:: TASK DIRECTIONS ::
Return every line of the rows below that contains the string "spectator".

* * *

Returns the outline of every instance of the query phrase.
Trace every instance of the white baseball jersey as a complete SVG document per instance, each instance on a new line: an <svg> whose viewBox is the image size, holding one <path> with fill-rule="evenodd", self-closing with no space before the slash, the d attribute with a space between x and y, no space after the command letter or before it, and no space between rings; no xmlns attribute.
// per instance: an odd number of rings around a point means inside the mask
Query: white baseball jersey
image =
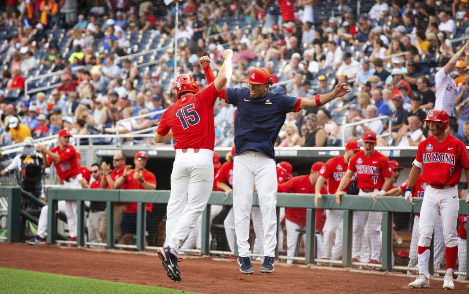
<svg viewBox="0 0 469 294"><path fill-rule="evenodd" d="M449 116L454 116L454 99L456 98L456 83L451 75L445 74L442 68L435 75L435 94L434 109L442 109Z"/></svg>

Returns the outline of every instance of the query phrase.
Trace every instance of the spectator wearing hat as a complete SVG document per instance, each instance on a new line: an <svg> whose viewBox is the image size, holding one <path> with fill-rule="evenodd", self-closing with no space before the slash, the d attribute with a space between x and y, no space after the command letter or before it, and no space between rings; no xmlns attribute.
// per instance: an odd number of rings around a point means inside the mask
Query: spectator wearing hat
<svg viewBox="0 0 469 294"><path fill-rule="evenodd" d="M28 111L25 113L23 116L21 123L26 126L30 131L32 131L38 125L37 115L37 108L34 105L30 105L28 109Z"/></svg>
<svg viewBox="0 0 469 294"><path fill-rule="evenodd" d="M384 68L383 67L383 59L375 58L371 60L372 61L373 68L376 70L375 75L378 76L380 81L384 82L386 81L386 78L389 75L389 72L384 69Z"/></svg>
<svg viewBox="0 0 469 294"><path fill-rule="evenodd" d="M459 88L462 83L466 75L469 75L469 67L466 68L466 62L460 59L456 62L456 70L458 71L458 77L454 79L456 87Z"/></svg>
<svg viewBox="0 0 469 294"><path fill-rule="evenodd" d="M422 94L420 92L412 92L410 97L410 107L407 110L407 117L416 115L423 121L426 117L426 113L421 108L422 105Z"/></svg>
<svg viewBox="0 0 469 294"><path fill-rule="evenodd" d="M401 94L395 95L392 99L396 111L391 115L391 130L397 132L404 124L407 124L406 110L403 108L404 98Z"/></svg>
<svg viewBox="0 0 469 294"><path fill-rule="evenodd" d="M32 135L34 138L40 138L44 136L49 132L49 127L47 125L47 119L45 114L41 113L38 115L38 126L33 130Z"/></svg>
<svg viewBox="0 0 469 294"><path fill-rule="evenodd" d="M360 63L352 58L352 53L349 52L345 52L342 64L337 68L336 78L338 79L339 76L341 74L345 74L347 78L354 79L360 69Z"/></svg>
<svg viewBox="0 0 469 294"><path fill-rule="evenodd" d="M31 136L31 131L24 125L20 123L20 120L16 116L10 116L8 128L11 139L15 143L22 142L27 137Z"/></svg>
<svg viewBox="0 0 469 294"><path fill-rule="evenodd" d="M148 162L148 156L143 152L139 152L134 157L134 169L129 165L124 168L124 173L114 182L115 188L119 188L125 185L128 190L154 190L156 188L156 179L151 172L146 169ZM146 205L146 222L147 235L149 226L150 216L153 208L153 204L147 203ZM121 244L132 244L132 235L137 231L137 204L128 203L124 210L124 215L121 221L122 239ZM146 238L145 244L148 245Z"/></svg>
<svg viewBox="0 0 469 294"><path fill-rule="evenodd" d="M355 86L360 86L366 83L368 79L373 76L376 70L370 67L370 61L368 57L365 56L362 64L362 68L357 72L355 76L355 81L354 82ZM348 76L347 75L347 76Z"/></svg>

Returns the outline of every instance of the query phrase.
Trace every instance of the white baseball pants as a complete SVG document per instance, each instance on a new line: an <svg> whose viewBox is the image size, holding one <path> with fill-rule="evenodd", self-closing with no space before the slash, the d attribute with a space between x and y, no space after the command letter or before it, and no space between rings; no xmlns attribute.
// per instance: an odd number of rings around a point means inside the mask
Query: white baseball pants
<svg viewBox="0 0 469 294"><path fill-rule="evenodd" d="M338 260L342 256L343 210L326 209L326 222L322 228L321 258Z"/></svg>
<svg viewBox="0 0 469 294"><path fill-rule="evenodd" d="M249 216L255 186L262 214L264 255L274 257L277 243L275 161L260 152L245 151L235 156L233 163L234 230L239 256L249 256Z"/></svg>
<svg viewBox="0 0 469 294"><path fill-rule="evenodd" d="M57 210L65 213L65 200L57 202ZM39 219L38 221L38 236L41 238L45 238L45 233L47 230L47 213L49 206L44 205L41 209Z"/></svg>
<svg viewBox="0 0 469 294"><path fill-rule="evenodd" d="M466 239L458 237L458 262L459 265L458 270L459 271L466 271L468 270L466 262L466 255L467 254L467 246ZM463 275L458 275L457 280L467 280L468 277Z"/></svg>
<svg viewBox="0 0 469 294"><path fill-rule="evenodd" d="M430 246L432 233L436 226L439 215L441 218L443 238L447 247L458 245L456 227L459 198L457 187L434 189L427 185L420 209L419 222L419 246Z"/></svg>
<svg viewBox="0 0 469 294"><path fill-rule="evenodd" d="M205 209L213 185L213 152L176 150L168 203L166 245L176 253Z"/></svg>
<svg viewBox="0 0 469 294"><path fill-rule="evenodd" d="M420 218L416 215L414 217L414 225L412 227L412 238L410 240L410 248L409 249L409 267L414 267L417 265L419 242L419 222ZM434 231L435 239L433 240L433 268L440 269L440 264L445 255L445 241L443 239L443 228L441 224L441 218L438 218Z"/></svg>

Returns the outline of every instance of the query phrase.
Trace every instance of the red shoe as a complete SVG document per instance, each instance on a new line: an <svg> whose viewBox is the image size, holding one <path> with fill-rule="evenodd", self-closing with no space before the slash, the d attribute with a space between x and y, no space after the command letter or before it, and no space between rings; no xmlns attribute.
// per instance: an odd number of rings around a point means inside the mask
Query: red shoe
<svg viewBox="0 0 469 294"><path fill-rule="evenodd" d="M381 265L381 264L378 261L375 260L374 259L370 259L370 261L368 262L368 263L371 264L380 265ZM373 266L364 266L363 267L365 269L366 269L367 270L369 270L370 271L379 271L380 269L381 268L380 267L373 267Z"/></svg>

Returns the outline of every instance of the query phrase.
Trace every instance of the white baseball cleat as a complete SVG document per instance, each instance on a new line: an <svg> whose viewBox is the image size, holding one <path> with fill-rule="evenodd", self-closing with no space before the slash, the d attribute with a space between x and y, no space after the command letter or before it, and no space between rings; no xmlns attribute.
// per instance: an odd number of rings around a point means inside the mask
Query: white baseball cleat
<svg viewBox="0 0 469 294"><path fill-rule="evenodd" d="M453 275L447 273L443 278L443 289L445 290L454 290L454 283L453 283Z"/></svg>
<svg viewBox="0 0 469 294"><path fill-rule="evenodd" d="M451 279L451 282L452 282L452 279ZM428 279L421 272L419 274L419 276L417 277L415 281L409 283L409 288L410 289L426 288L429 286L430 282L428 281Z"/></svg>

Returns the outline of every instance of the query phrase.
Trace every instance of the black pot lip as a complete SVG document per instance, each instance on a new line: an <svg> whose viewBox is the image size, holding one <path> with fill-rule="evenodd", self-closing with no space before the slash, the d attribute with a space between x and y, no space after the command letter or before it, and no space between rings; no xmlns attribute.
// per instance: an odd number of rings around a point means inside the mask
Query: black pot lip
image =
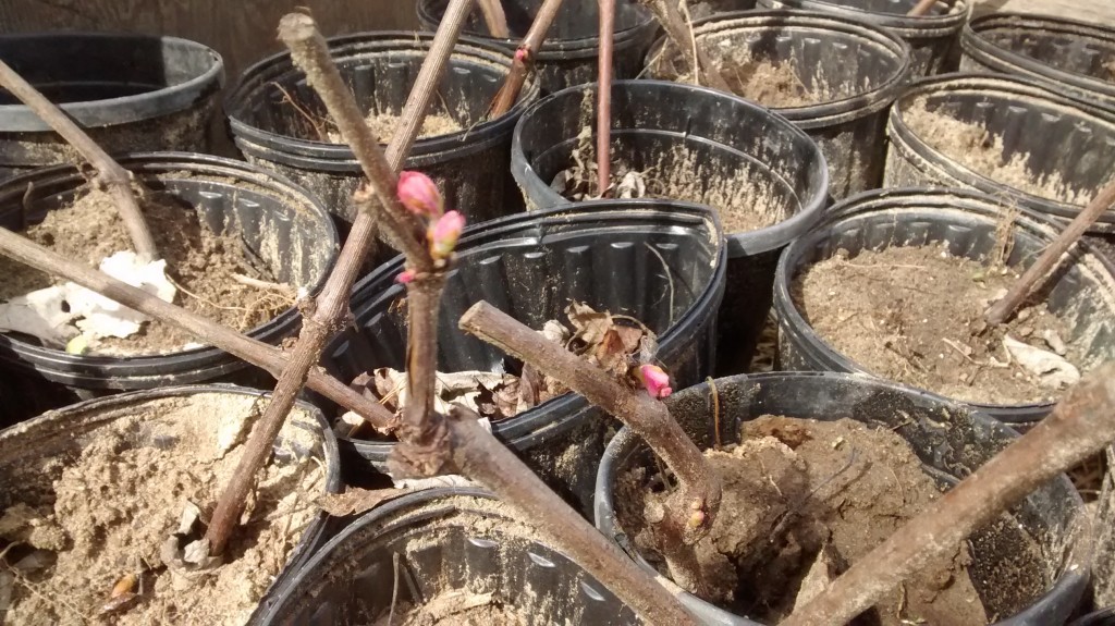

* * *

:: PROBLEM SOLUTION ::
Trace every instance of the spectator wearing hat as a complete SVG document per instance, each instance on a new line: an <svg> whose viewBox is the image size, holding one <path> with fill-rule="evenodd", self-closing with no space before the slash, the d attribute with a space between x and y, no space after the command letter or before it, and no space between rings; no xmlns attribute.
Query: spectator wearing hat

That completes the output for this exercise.